Job →
Could you write out every line of the listing from the line containing "Find the bounding region for the man" through the line containing "[97,122,111,135]", both included, with each box coordinate in the answers offset by 137 and all other lines unchanged?

Record excerpts →
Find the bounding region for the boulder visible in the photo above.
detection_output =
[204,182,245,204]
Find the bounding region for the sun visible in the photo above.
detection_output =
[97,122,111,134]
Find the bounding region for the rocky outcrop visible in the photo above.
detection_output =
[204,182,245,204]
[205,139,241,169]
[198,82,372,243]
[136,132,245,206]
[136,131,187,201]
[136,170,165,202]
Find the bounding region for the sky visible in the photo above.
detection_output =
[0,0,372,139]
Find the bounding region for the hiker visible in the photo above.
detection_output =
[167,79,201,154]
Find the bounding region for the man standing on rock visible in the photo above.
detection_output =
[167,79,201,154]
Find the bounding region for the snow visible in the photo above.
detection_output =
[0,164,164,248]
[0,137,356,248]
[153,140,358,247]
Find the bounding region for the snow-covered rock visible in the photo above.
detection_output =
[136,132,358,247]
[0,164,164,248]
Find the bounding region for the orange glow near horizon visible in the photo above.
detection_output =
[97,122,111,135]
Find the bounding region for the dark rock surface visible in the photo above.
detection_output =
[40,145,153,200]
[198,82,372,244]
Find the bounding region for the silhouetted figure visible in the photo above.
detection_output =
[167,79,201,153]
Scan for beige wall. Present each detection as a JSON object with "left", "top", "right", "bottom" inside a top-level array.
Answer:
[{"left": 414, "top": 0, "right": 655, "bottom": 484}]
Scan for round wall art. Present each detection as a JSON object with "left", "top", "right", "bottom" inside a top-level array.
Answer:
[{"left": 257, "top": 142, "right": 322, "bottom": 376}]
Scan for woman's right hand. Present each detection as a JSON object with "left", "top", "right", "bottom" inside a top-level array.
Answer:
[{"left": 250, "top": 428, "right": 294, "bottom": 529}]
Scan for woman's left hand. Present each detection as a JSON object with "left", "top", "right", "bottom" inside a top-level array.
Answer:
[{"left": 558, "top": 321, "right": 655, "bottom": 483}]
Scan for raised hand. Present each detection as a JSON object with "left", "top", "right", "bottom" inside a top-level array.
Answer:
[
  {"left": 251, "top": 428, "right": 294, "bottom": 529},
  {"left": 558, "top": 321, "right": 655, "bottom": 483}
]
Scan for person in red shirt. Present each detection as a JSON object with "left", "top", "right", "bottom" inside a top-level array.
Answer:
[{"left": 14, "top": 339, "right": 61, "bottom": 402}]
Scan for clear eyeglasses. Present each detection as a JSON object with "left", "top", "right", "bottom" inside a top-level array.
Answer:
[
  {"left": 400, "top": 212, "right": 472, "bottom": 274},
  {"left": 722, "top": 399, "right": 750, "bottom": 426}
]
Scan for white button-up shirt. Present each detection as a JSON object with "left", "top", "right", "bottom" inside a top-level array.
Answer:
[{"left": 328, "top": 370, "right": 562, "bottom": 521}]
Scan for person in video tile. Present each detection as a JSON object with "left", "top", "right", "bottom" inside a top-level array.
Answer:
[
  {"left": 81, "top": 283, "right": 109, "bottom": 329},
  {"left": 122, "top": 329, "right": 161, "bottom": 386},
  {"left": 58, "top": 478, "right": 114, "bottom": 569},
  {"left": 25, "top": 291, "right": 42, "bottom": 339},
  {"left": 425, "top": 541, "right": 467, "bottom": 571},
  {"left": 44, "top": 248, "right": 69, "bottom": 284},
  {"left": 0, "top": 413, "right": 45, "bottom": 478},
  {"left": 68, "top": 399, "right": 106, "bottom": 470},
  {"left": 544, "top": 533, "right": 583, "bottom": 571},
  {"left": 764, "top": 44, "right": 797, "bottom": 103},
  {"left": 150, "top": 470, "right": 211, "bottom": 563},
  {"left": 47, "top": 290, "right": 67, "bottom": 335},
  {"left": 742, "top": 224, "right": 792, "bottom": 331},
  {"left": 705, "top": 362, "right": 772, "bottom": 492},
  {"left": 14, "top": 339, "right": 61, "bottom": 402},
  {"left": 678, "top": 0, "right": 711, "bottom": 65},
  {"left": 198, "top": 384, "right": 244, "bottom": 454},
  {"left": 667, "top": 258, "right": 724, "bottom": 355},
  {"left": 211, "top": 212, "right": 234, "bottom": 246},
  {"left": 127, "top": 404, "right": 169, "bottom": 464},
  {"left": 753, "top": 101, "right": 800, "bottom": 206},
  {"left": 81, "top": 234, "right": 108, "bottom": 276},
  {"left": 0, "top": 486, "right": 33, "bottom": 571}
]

Solved exercise →
Find the bounding region for the man standing on rock visible in the photo above.
detection_output =
[304,216,338,291]
Find the bounding region for the snow visible in the photo above.
detection_output =
[137,301,301,385]
[137,274,493,385]
[290,277,495,384]
Find the bounding region for the snow-covered rock visible in the photo above.
detection_output =
[273,269,495,384]
[137,301,301,385]
Find the bounding region for the orange glow near horizon visible in the photo above.
detection_output =
[234,259,248,272]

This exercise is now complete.